» BRIEF
Extract every line of the records below word for word, leaving out the pictures.
___ RECORDED DATA
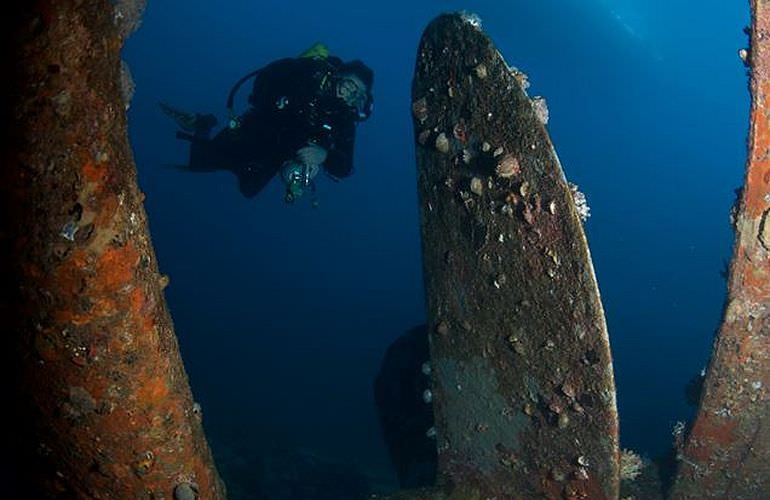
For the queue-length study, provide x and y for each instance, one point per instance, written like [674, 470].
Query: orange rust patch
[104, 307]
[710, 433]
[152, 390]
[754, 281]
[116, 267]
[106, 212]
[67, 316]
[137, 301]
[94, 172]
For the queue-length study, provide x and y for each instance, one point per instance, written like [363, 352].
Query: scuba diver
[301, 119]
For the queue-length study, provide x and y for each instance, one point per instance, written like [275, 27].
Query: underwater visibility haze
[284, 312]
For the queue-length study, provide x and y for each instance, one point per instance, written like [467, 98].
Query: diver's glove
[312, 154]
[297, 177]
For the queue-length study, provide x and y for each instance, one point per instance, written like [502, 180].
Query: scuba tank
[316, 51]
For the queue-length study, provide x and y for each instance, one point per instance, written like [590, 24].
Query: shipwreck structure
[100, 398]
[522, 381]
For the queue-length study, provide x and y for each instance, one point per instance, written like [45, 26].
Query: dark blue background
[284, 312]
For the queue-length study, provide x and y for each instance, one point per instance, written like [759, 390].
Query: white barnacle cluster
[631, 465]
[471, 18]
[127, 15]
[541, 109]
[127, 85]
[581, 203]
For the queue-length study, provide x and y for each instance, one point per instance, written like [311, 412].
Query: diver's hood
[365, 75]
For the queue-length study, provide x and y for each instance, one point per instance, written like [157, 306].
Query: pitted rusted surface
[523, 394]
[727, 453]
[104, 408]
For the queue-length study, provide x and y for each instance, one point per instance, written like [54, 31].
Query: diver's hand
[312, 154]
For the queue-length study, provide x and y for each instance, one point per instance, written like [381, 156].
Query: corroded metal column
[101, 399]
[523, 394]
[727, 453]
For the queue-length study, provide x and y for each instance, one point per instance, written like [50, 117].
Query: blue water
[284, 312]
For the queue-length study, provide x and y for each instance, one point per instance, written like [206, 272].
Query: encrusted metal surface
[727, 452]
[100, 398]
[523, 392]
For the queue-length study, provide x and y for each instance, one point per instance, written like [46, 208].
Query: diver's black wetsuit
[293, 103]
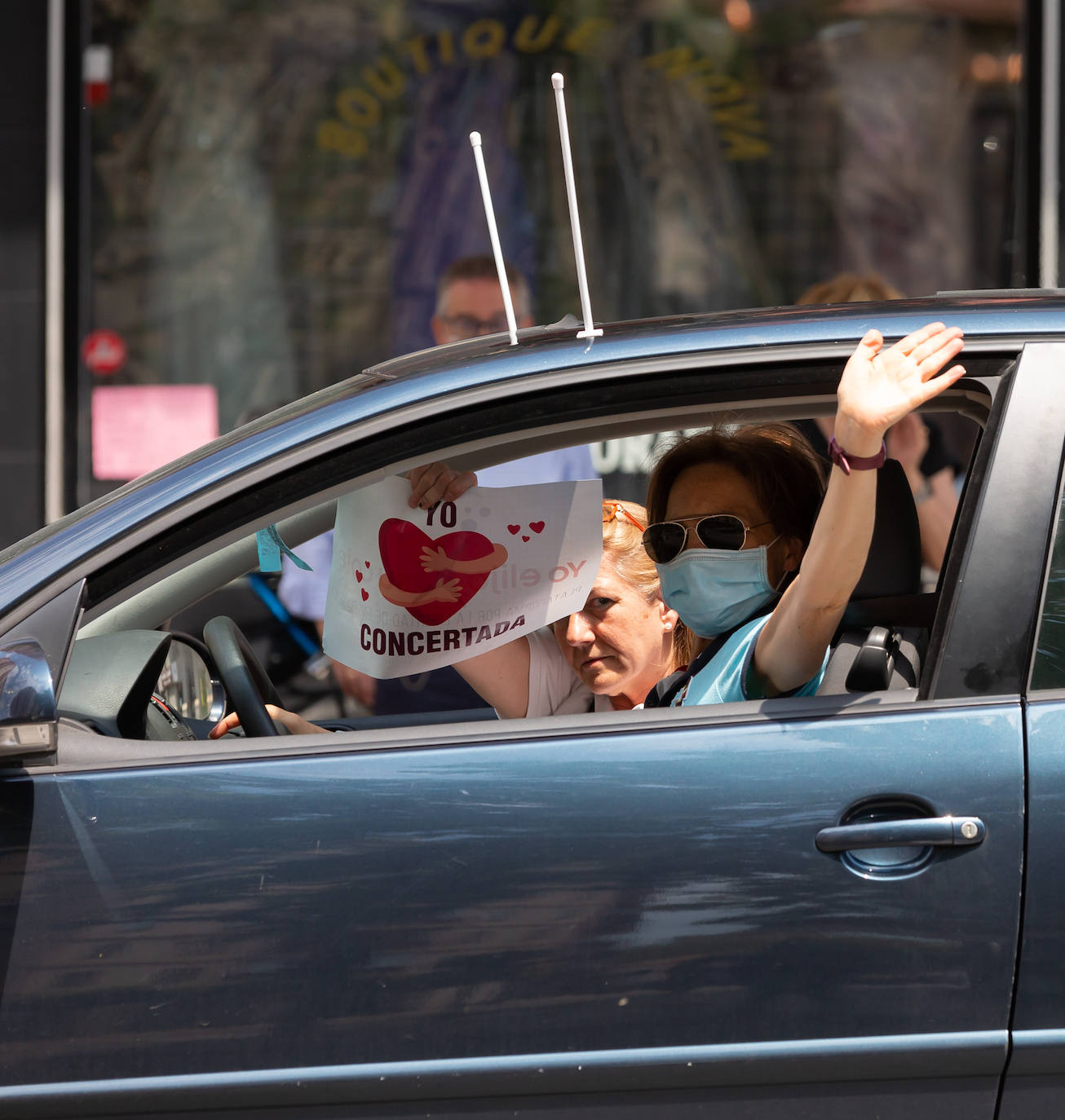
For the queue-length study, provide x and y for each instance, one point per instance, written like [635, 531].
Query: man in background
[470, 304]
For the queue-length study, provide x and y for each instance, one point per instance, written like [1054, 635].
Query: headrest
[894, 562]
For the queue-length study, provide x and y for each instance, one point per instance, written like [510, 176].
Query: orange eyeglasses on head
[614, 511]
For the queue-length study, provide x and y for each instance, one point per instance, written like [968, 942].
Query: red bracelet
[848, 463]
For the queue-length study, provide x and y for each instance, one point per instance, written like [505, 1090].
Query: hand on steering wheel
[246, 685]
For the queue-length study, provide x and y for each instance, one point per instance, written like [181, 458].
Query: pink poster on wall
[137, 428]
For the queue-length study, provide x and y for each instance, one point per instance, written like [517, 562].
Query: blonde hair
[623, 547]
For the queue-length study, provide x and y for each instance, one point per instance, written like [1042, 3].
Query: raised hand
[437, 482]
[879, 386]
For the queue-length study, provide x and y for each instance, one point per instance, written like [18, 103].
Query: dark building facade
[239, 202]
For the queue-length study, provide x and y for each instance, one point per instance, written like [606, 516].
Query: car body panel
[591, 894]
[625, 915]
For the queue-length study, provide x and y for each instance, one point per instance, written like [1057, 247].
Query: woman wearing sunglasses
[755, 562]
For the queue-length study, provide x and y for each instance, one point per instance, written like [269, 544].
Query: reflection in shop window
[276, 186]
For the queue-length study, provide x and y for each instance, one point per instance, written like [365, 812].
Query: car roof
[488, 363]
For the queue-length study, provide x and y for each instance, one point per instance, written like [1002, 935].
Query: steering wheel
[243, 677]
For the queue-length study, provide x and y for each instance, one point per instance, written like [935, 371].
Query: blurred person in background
______
» OUTPUT FOR THIS TASK
For the queue-length study, provide x and y for each instance, one point per instance, written like [674, 470].
Query: orange rust patch
[104, 307]
[710, 433]
[152, 390]
[754, 281]
[116, 267]
[106, 212]
[67, 316]
[137, 301]
[94, 172]
For the queue-length study, provide x and y for each instance, one point per instance, written like [363, 352].
Query: scuba diver
[301, 119]
For the queue-length study, provide x and y for each instance, one point per instance, written like [275, 27].
Query: underwater visibility haze
[284, 312]
For the queue-length study, provide x and y for each instance, one point per instance, written like [467, 98].
Query: diver's glove
[312, 154]
[297, 177]
For the queue-length study, provide x and y for each instance, one point per instance, written like [502, 180].
Query: scuba tank
[316, 51]
For the queue-length study, provide x and y for each instance, one point per instance, written like [590, 24].
Query: shipwreck structure
[100, 398]
[522, 381]
For the queue-length study, provide x and y for each instance, one point per instance, written like [45, 26].
Query: dark blue background
[284, 312]
For the queue-length study, provide x and y for each instance, one point per instance, written like [759, 390].
Query: white barnacle cluster
[631, 465]
[471, 18]
[127, 15]
[541, 109]
[127, 85]
[581, 203]
For the queue-length study, provide x and y for each instance, one point per instance, written like [311, 412].
Query: diver's hood
[365, 75]
For the queue-length study, provide x and y for each instance, one point per instance, written like [157, 306].
Query: pitted rusted surface
[523, 394]
[727, 453]
[104, 408]
For the queue-length study, provide x and y for each instance, one point per instance, written like [54, 31].
Query: diver's hand
[312, 154]
For the queue-length study, provide x and y for each instance, one point per instance, written like [381, 156].
Query: corroded metal column
[101, 399]
[523, 394]
[727, 453]
For the queue-length study, provide x and y for each instance, one point per instance, written like [50, 117].
Query: blue water
[284, 312]
For the queue-length study, provide x and y for each instance, one point per instance, written like [206, 272].
Query: encrusted metal surface
[727, 452]
[100, 398]
[523, 392]
For the queue-length study, provide x and y for each instance, one point per instance, written like [46, 208].
Query: diver's black wetsuit
[293, 103]
For the queue-length study, provide x and y for each instance, one point per instance, written like [635, 531].
Query: man in background
[470, 304]
For the queue-length study, provide x and y for each instance, one point per instance, written like [1054, 635].
Query: headrest
[894, 562]
For the queue-length study, provide x and y for each instance, one point per instance, written like [510, 176].
Query: orange eyeglasses on head
[614, 511]
For the queue-length study, provide x and y for each instance, one point per instance, written like [968, 942].
Query: red bracelet
[848, 463]
For the queue-length study, provide x and y for each instance, one point per instance, written like [505, 1090].
Query: hand on steering wheel
[246, 685]
For the queue-length study, provide x and y for each instance, one point per instance, written like [181, 458].
Query: pink poster on wall
[137, 428]
For the queue-length study, provide x and y for each instance, one point per instance, written like [517, 562].
Query: blonde hair
[623, 547]
For the queue-length study, provide x and y for each instance, one point per instance, written like [1042, 3].
Query: raised hand
[437, 482]
[879, 386]
For the queue-length study, provide x and y for each instance, one point per instance, written like [18, 103].
Query: dark building facade
[239, 202]
For the queue-length study, provide x and y for each instance, one point per instance, written like [606, 516].
Query: car body panel
[591, 894]
[625, 915]
For the queue-length study, provide x and y for each instance, one point per instance, written like [1057, 247].
Query: woman wearing sunglasses
[755, 562]
For the queue-length study, provide x and y for each instance, one point per instance, written like [269, 544].
Query: reflection in shop window
[276, 186]
For the queue-length study, provide x and y for each instance, one point per instance, written like [365, 812].
Query: car roof
[488, 363]
For the queue-length study, provide x and y for each instance, one point per instance, written like [1002, 935].
Query: steering wheel
[243, 677]
For the queue-length study, provide x and y for each instance, one point per instance, written like [935, 371].
Query: blurred person in background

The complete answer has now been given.